[START OF Provided data]

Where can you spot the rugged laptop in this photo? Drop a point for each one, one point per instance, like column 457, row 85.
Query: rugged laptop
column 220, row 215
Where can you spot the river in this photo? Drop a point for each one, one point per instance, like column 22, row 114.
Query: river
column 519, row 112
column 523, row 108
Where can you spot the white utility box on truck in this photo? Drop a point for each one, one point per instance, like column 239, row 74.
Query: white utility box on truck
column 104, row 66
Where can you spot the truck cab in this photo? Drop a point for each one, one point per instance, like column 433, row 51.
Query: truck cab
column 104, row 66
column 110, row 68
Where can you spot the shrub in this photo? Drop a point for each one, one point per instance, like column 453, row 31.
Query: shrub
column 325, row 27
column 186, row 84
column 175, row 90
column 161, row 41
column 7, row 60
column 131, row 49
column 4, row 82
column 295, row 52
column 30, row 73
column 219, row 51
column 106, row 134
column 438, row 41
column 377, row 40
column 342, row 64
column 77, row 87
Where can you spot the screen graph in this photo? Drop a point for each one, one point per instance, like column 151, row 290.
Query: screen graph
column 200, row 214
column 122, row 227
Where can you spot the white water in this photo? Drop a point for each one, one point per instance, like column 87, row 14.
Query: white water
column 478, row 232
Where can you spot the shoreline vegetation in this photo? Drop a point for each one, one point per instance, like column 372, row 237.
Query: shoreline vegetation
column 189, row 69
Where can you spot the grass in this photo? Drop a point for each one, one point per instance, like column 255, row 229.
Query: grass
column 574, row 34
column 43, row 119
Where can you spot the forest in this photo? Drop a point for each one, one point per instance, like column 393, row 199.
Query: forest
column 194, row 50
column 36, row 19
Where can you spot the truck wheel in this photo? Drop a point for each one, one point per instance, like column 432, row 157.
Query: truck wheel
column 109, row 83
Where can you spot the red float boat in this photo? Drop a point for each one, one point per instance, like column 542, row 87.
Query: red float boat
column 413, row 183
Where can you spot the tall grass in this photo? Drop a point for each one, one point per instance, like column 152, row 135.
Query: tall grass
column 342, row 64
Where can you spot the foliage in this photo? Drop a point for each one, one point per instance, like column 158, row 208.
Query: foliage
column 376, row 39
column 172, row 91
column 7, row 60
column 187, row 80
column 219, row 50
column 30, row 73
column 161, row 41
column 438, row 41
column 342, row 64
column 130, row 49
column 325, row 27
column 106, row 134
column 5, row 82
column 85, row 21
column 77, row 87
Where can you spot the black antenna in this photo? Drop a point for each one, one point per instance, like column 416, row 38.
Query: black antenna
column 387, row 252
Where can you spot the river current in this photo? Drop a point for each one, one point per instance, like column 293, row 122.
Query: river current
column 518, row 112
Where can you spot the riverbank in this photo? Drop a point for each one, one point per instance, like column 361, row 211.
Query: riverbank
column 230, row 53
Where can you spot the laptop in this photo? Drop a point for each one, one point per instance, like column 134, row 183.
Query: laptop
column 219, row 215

[END OF Provided data]

▶ [Given instruction] Reproduce the entries above line for line, with no changes.

▶ [Task response]
Where can you spot the rugged laptop in this photo? Drop a point for each one, one point per instance, like column 457, row 85.
Query: rugged laptop
column 220, row 215
Where can you spot the river in this photo? Drop a point for each one, one point per instance, like column 22, row 114.
Query: river
column 519, row 112
column 523, row 108
Where can you spot the white utility box on truck in this photo? Drop a point for each one, one point per instance, like column 239, row 74.
Query: white utility box on truck
column 104, row 66
Where can you spot the truck cab in this photo? Drop a point for each one, one point per instance, like column 433, row 51.
Query: truck cab
column 104, row 66
column 110, row 68
Where can you spot the shrub in this photo? Drop a point for each one, one point per instance, like column 453, row 31.
Query: shrub
column 325, row 27
column 186, row 84
column 175, row 90
column 161, row 41
column 7, row 60
column 131, row 49
column 4, row 82
column 295, row 52
column 30, row 73
column 219, row 51
column 106, row 134
column 438, row 41
column 377, row 40
column 342, row 64
column 77, row 87
Where can you spot the screen graph in this photo? Drop a point for each one, one point per instance, like column 151, row 290.
Query: screen graph
column 200, row 214
column 122, row 227
Where can you spot the white water in this photo? Drop a point for each one, one point per instance, like column 87, row 14.
Query: white water
column 478, row 232
Where can you spot the shoreline vegetation in this photo? Drop a point for each one, one point per instance, like column 372, row 237.
Query: shoreline vegetation
column 189, row 69
Where can you spot the grass in this photo? Drop a point for each one, one point per instance, like column 255, row 229.
Query: grass
column 574, row 34
column 43, row 119
Where can you spot the forest in this photo? Drop a point for each one, one point per instance, like column 393, row 199.
Query: forest
column 194, row 50
column 36, row 19
Where can you spot the truck wheel in this photo? Drop a point for each one, one point per instance, like column 432, row 157.
Query: truck wheel
column 109, row 83
Where can you spot the red float boat in this photo? Drop a point for each one, one point per instance, like column 542, row 87.
Query: red float boat
column 413, row 183
Where can you spot the tall grass in this photo? Drop a point for each one, one point per instance, like column 152, row 135.
Query: tall grass
column 342, row 64
Where can you spot the foliage in this photo? Drop a point for each one, one point per instance, like column 158, row 208.
Query: foliage
column 376, row 39
column 172, row 91
column 7, row 60
column 187, row 80
column 219, row 50
column 30, row 73
column 161, row 41
column 438, row 41
column 342, row 64
column 130, row 49
column 325, row 27
column 106, row 134
column 5, row 82
column 85, row 21
column 77, row 87
Where can you spot the black antenna in this photo? Drop a point for each one, one point per instance, like column 416, row 38.
Query: black antenna
column 387, row 252
Where can you spot the river current in this photo? Drop a point for each one, one point per instance, like column 293, row 122.
Query: river current
column 518, row 112
Where can you spot the riverbank in this photo? Drop a point for each one, one point per instance, like column 361, row 211.
Query: riverbank
column 230, row 53
Where can you spot the laptop in this photo? Drop a point for each one, one point per instance, like column 134, row 183.
Query: laptop
column 219, row 215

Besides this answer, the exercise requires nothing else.